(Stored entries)
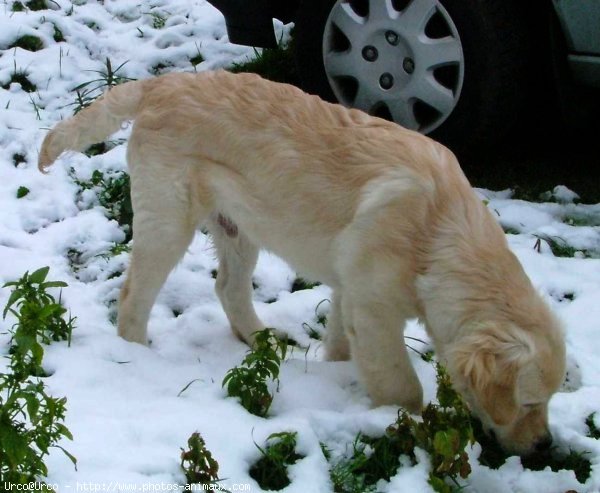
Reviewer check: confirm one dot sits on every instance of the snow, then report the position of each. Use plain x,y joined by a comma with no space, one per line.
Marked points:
124,408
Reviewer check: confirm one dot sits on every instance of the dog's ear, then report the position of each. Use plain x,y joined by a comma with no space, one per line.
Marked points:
489,358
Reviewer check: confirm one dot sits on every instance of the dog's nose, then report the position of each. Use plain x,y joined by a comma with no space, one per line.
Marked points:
544,443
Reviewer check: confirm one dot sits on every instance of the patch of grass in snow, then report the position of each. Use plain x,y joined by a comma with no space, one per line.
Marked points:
58,35
443,432
560,248
19,158
17,7
37,5
493,456
301,284
87,92
198,464
248,382
270,471
159,19
276,64
28,42
593,430
22,192
20,76
113,192
31,421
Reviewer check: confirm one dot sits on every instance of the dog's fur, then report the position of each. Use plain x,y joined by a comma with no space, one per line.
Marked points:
382,214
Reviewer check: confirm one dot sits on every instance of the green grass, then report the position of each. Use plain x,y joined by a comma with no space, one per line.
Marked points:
444,432
37,5
301,284
593,430
276,64
58,35
31,419
17,7
270,471
28,42
560,248
20,76
113,192
248,382
493,456
198,464
22,192
19,158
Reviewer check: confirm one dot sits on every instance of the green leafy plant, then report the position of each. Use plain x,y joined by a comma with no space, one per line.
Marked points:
17,6
593,430
270,471
31,421
28,42
37,5
275,64
248,382
300,284
19,158
113,192
20,76
22,192
159,19
197,462
58,35
87,92
444,433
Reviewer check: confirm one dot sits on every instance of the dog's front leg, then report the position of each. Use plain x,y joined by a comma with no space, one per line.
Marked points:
378,348
337,346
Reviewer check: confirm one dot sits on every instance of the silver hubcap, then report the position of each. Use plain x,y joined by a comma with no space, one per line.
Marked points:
399,59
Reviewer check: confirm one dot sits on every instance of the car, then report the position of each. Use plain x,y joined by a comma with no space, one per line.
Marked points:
463,71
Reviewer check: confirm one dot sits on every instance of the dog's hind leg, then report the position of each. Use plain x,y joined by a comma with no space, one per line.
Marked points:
378,348
337,346
163,227
237,259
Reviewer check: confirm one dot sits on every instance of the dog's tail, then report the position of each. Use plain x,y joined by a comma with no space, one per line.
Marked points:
93,124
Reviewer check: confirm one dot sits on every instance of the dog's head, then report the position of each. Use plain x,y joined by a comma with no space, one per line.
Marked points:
507,376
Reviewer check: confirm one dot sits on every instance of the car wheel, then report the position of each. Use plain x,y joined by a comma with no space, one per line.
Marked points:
450,68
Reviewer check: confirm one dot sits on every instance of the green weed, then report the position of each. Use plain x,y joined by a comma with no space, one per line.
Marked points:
28,42
593,430
31,421
300,284
493,456
270,472
248,382
276,64
19,76
87,92
158,19
198,464
114,195
444,432
560,248
19,158
17,7
58,35
22,192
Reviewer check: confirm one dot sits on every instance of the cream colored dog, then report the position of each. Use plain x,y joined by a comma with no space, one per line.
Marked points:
382,214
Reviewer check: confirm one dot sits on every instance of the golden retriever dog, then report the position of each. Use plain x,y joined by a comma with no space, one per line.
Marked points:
381,214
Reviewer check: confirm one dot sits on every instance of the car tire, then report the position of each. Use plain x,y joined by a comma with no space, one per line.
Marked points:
492,34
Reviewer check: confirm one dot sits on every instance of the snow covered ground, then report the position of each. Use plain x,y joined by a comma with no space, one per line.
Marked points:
123,406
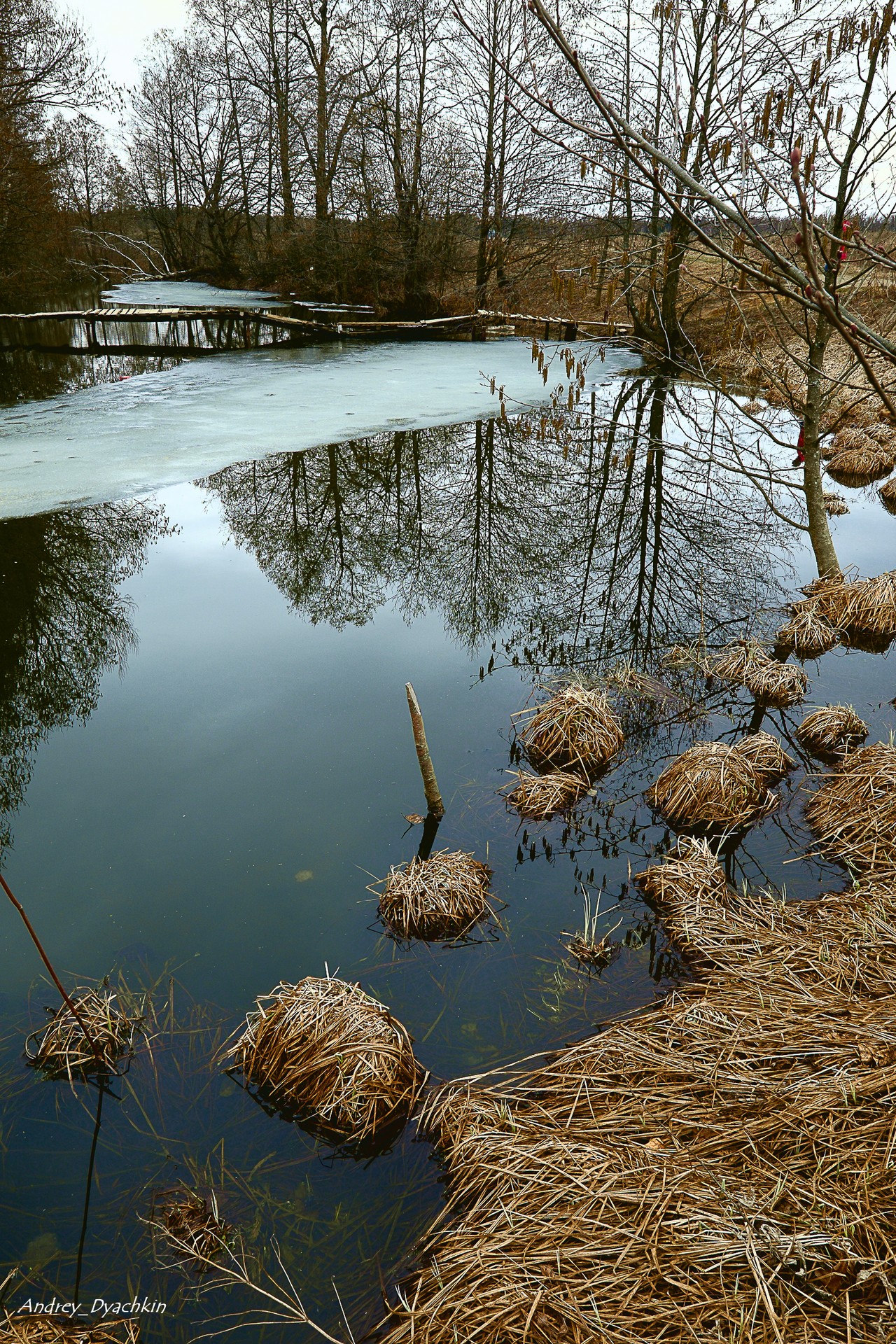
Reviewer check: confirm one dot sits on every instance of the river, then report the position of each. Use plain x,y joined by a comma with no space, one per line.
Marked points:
206,753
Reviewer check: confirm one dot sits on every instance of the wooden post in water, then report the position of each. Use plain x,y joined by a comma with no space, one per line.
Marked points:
430,787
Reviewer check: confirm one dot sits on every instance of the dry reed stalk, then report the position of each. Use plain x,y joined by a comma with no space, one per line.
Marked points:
777,685
883,435
649,1182
738,660
62,1050
597,956
830,732
55,1329
856,467
867,609
575,730
682,657
827,593
542,796
806,634
853,812
711,788
188,1225
834,504
331,1057
850,438
437,898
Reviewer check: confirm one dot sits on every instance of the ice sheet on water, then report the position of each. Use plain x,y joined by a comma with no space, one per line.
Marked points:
181,293
158,429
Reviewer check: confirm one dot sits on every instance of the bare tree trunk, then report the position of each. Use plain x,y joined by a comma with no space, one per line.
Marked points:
818,523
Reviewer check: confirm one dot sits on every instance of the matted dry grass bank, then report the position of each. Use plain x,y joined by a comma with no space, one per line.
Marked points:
720,1167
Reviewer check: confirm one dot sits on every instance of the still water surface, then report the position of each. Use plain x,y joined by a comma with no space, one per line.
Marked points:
207,758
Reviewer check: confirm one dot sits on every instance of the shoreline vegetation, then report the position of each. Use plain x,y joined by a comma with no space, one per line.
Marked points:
719,1167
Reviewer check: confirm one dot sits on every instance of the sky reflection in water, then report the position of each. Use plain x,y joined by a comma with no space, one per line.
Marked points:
207,757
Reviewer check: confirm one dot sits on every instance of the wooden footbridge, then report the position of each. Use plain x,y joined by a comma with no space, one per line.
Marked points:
118,330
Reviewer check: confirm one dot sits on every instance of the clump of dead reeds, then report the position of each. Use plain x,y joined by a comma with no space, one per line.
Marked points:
738,660
832,732
849,440
853,812
766,756
592,952
39,1328
777,685
331,1057
691,866
881,433
806,634
62,1050
858,467
575,730
711,788
865,610
437,898
188,1225
682,657
542,796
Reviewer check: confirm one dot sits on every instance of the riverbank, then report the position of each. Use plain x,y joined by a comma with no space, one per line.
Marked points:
718,1167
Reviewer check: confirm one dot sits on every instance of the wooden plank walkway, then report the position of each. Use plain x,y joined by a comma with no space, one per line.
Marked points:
239,324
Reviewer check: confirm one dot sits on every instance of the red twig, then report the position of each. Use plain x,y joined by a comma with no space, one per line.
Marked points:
49,965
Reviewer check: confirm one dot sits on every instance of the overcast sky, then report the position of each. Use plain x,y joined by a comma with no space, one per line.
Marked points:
121,27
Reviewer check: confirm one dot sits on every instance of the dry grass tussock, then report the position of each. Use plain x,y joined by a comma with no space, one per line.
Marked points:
777,685
575,730
830,732
62,1050
190,1226
834,504
542,796
716,788
862,610
715,1168
57,1329
853,812
736,660
437,898
856,467
332,1058
747,663
808,634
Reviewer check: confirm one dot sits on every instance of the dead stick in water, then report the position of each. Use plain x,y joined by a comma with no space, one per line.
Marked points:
430,787
49,965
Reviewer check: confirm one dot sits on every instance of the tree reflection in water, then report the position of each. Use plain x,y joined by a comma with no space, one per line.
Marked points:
593,539
64,622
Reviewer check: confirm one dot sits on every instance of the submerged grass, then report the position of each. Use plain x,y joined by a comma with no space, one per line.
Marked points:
853,812
54,1329
62,1050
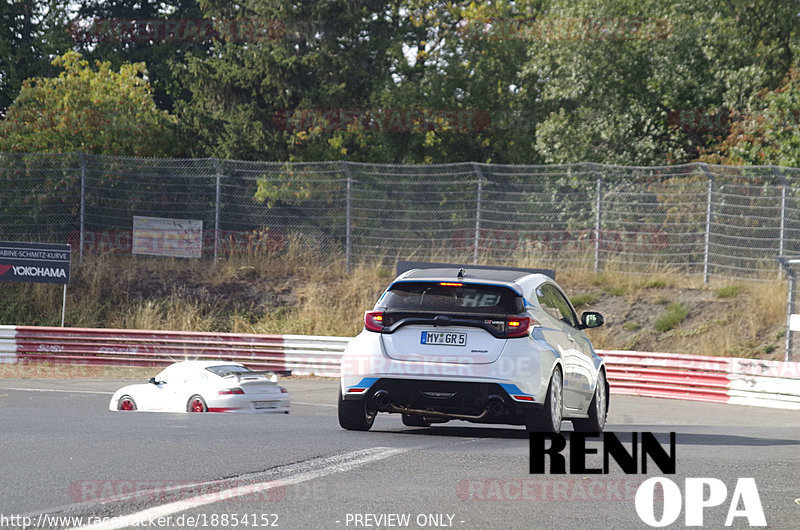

▶ **THE TASK**
Only the lines from the one containing "of the tree" through the final line of the records should be transcribed, exactly and with no pictures.

▶ **WRITTEN RESPONSE**
Reviewer check: confirm one dot sits on every instance of the tree reflection in water, then report the position of each. Use plain x,y joined by a comma with no space, one per line.
Marked points:
593,539
64,622
Reviewer check: confirm one dot sits on every instance of the submerged grass, then report the position of each. Use plain x,y joined by a comma with no space, one per line.
Marked points:
853,812
54,1329
62,1050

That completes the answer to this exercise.